_OBIETTIVO A_:
Elenca tutte le forme verbali al condizionale che compaiono nel brano più sotto.

_BRANO PROPOSTO_:
* * * *
Perché allora, se questa tanto semplice quanto fenomenale intuizione, provoca l’azzeramento del debito pubblico la BCE, o qualsiasi altra banca centrale, non la pratica davvero? Il motivo è da ricercare nel mercato valutario. Una banca centrale che realizzasse una operazione del genere provocherebbe un crollo di fiducia degli operatori economici nella sua valuta (l’euro, nel caso della BCE) che, rappresentando le passività nel bilancio della banca centrale, varrebbe esattamente come il valore dell’attivo azzerato: nulla. In altre parole, una operazione del genere creerebbe una sfiducia sistemica nell’euro, il cui valore crollerebbe, anche per effetto dell’inflazione monetaria generata dall’eccesso di moneta stampata per acquistare una massa elevatissima di titoli di Stato. Il crollo dell’euro è, quindi, la conclusione di questo processo auspicato dai sovranisti monetari.

Non è escluso che sia proprio quello che essi vogliono, dal momento che più volte hanno affermato, prima di questa crisi, che l’Italia dovrebbe abbandonare la valuta comune e tornare alla lira. Ecco, se la loro teoria fosse applicata davvero, il risultato sarebbe esattamente quello.

 

Sfortunatamente per i sovranisti, e fortunatamente per l’Italia e per l’euro, però, tutto ciò non avverrà. Questo perché l’Europa conosce benissimo queste questioni, molto meglio di quanto le conoscano i sovranisti di casa nostra. Tanto che la BCE, proprio per questo motivo, ha messo dei limiti stringenti alla sua politica di acquisto.
* * * *
_VOCI DEL DATASET_:

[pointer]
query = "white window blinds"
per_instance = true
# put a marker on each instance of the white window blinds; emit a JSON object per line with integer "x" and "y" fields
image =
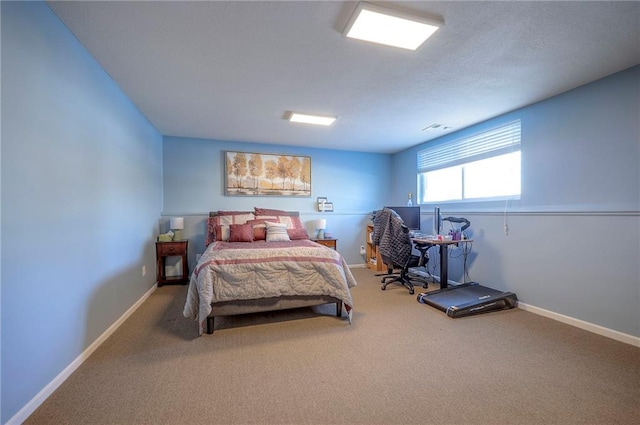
* * * *
_OBIETTIVO B_:
Riporta ogni riga delle voci che contiene la parola "blinds".

_RISPOSTA A_:
provocherebbe, varrebbe, creerebbe, crollerebbe, dovrebbe, sarebbe

_RISPOSTA B_:
query = "white window blinds"
# put a marker on each instance of the white window blinds; emit a JSON object per line with integer "x" and "y" fields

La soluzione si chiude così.